From the entries below, return every line that includes the word "dark".

━━ AVAILABLE DATA ━━

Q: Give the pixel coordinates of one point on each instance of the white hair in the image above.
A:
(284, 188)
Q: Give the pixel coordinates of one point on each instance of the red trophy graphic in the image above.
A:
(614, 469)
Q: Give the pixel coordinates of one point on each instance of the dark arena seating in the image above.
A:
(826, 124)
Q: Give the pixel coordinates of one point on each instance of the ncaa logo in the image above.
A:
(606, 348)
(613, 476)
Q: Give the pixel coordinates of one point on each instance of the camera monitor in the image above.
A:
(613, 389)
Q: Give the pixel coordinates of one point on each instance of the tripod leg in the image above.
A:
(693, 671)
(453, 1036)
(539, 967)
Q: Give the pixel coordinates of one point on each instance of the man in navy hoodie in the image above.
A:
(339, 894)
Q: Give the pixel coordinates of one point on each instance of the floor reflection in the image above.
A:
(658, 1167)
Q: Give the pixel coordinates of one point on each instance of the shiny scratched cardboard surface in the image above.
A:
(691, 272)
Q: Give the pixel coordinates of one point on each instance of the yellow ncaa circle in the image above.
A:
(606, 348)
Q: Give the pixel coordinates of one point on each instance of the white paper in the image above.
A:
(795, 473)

━━━
━━ AVAILABLE DATA ━━

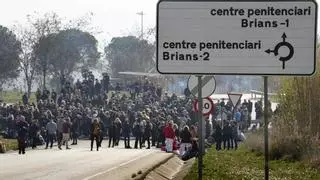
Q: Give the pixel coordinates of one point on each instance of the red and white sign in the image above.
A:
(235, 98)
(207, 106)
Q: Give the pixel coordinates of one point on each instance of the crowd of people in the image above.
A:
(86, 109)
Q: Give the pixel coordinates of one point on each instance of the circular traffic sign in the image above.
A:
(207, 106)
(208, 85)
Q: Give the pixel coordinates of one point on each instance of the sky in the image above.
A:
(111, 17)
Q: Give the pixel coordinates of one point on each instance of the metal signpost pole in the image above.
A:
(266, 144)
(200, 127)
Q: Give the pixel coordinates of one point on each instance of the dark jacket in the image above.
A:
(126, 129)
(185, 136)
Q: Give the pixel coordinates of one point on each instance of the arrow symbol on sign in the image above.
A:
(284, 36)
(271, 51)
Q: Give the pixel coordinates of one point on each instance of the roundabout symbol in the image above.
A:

━━━

_EXPECTED ANSWER_
Q: Give the pixel coordinates of one point on each instance of the dark arena seating in the image above.
Q: Give the pixel coordinates of one point on each instance of the dark jacket in the image above.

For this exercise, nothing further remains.